• _DIRECTION_
Copy word for word the stretch of items from the line containing "Target: white jersey fabric texture" through the end of the items below.

• _DATASET ROWS_
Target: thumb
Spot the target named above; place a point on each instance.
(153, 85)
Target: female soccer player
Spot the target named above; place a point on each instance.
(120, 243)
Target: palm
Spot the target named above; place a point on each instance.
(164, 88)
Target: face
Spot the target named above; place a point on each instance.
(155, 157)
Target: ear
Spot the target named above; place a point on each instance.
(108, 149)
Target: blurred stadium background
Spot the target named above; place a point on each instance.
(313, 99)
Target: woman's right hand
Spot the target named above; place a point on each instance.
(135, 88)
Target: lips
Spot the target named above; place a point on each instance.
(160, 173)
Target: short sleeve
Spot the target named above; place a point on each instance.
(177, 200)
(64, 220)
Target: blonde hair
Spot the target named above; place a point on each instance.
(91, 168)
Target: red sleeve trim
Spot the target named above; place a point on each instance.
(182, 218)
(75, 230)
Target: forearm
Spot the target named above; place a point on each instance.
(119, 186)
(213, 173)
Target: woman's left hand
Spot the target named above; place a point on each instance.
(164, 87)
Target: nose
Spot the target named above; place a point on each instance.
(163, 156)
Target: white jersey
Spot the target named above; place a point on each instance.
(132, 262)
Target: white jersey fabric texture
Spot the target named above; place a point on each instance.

• _RESULT FOR THIS EXERCISE_
Target: white jersey fabric texture
Spot the target named above; place a point on each instance.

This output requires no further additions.